• _Data records_
|---|

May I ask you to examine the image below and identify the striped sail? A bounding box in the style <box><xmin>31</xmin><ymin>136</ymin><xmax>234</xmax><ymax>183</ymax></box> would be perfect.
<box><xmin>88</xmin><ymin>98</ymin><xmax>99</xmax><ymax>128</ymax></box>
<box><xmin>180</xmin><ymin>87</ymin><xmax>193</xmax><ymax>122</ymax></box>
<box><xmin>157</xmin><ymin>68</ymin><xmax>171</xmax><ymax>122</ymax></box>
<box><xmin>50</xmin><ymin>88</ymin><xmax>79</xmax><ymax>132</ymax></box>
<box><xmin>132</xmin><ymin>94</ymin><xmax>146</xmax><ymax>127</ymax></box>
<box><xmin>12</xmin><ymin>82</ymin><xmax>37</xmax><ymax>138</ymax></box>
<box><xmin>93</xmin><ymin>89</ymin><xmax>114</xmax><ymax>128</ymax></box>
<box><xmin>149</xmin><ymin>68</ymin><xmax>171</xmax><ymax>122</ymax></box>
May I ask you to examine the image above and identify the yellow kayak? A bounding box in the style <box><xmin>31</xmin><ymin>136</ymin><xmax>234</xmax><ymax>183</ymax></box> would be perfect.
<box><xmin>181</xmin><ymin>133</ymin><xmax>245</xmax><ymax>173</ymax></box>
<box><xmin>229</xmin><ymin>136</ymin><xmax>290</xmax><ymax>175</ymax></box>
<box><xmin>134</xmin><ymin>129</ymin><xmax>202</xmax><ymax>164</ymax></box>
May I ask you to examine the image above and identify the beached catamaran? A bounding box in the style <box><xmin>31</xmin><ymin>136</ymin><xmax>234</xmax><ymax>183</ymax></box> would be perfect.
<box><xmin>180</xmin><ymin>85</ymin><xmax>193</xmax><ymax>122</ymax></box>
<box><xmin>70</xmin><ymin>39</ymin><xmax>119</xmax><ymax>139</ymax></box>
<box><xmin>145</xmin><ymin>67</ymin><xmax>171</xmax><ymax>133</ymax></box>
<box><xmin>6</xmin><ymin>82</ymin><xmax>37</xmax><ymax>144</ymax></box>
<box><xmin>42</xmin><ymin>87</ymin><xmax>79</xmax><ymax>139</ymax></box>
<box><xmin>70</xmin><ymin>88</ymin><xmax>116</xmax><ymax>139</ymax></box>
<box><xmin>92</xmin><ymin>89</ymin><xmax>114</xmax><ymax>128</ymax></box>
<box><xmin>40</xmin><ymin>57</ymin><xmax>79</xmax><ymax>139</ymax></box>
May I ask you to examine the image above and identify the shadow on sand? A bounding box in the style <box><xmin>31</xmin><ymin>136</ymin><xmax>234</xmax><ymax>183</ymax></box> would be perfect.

|---|

• _Your goal_
Precisely as given, transcribe all of the entries above.

• _Reply to the exercise_
May I ask you to examine the image below and identify the striped sail? A bounding box in the style <box><xmin>31</xmin><ymin>136</ymin><xmax>234</xmax><ymax>183</ymax></box> would be perfect.
<box><xmin>88</xmin><ymin>98</ymin><xmax>99</xmax><ymax>128</ymax></box>
<box><xmin>180</xmin><ymin>87</ymin><xmax>193</xmax><ymax>122</ymax></box>
<box><xmin>157</xmin><ymin>68</ymin><xmax>171</xmax><ymax>122</ymax></box>
<box><xmin>50</xmin><ymin>88</ymin><xmax>79</xmax><ymax>132</ymax></box>
<box><xmin>132</xmin><ymin>94</ymin><xmax>146</xmax><ymax>127</ymax></box>
<box><xmin>12</xmin><ymin>82</ymin><xmax>37</xmax><ymax>138</ymax></box>
<box><xmin>93</xmin><ymin>89</ymin><xmax>114</xmax><ymax>128</ymax></box>
<box><xmin>149</xmin><ymin>68</ymin><xmax>171</xmax><ymax>122</ymax></box>
May I ask you to examine the image above and identify the yellow kayak? A bounding box in the style <box><xmin>31</xmin><ymin>136</ymin><xmax>234</xmax><ymax>183</ymax></box> would be perfect.
<box><xmin>181</xmin><ymin>133</ymin><xmax>245</xmax><ymax>173</ymax></box>
<box><xmin>229</xmin><ymin>136</ymin><xmax>290</xmax><ymax>175</ymax></box>
<box><xmin>134</xmin><ymin>129</ymin><xmax>202</xmax><ymax>164</ymax></box>
May I ask you to examine the image above and identify the beached catamaran? A bounding box in the style <box><xmin>31</xmin><ymin>136</ymin><xmax>234</xmax><ymax>183</ymax></box> would be perfect.
<box><xmin>180</xmin><ymin>85</ymin><xmax>193</xmax><ymax>122</ymax></box>
<box><xmin>70</xmin><ymin>39</ymin><xmax>119</xmax><ymax>139</ymax></box>
<box><xmin>145</xmin><ymin>67</ymin><xmax>171</xmax><ymax>133</ymax></box>
<box><xmin>6</xmin><ymin>82</ymin><xmax>37</xmax><ymax>144</ymax></box>
<box><xmin>42</xmin><ymin>87</ymin><xmax>79</xmax><ymax>139</ymax></box>
<box><xmin>70</xmin><ymin>88</ymin><xmax>116</xmax><ymax>139</ymax></box>
<box><xmin>92</xmin><ymin>89</ymin><xmax>114</xmax><ymax>128</ymax></box>
<box><xmin>40</xmin><ymin>57</ymin><xmax>79</xmax><ymax>139</ymax></box>
May I ask you to examine the image above and identify the shadow on sand? A bounding box in the style <box><xmin>31</xmin><ymin>136</ymin><xmax>234</xmax><ymax>183</ymax></box> would be perfect.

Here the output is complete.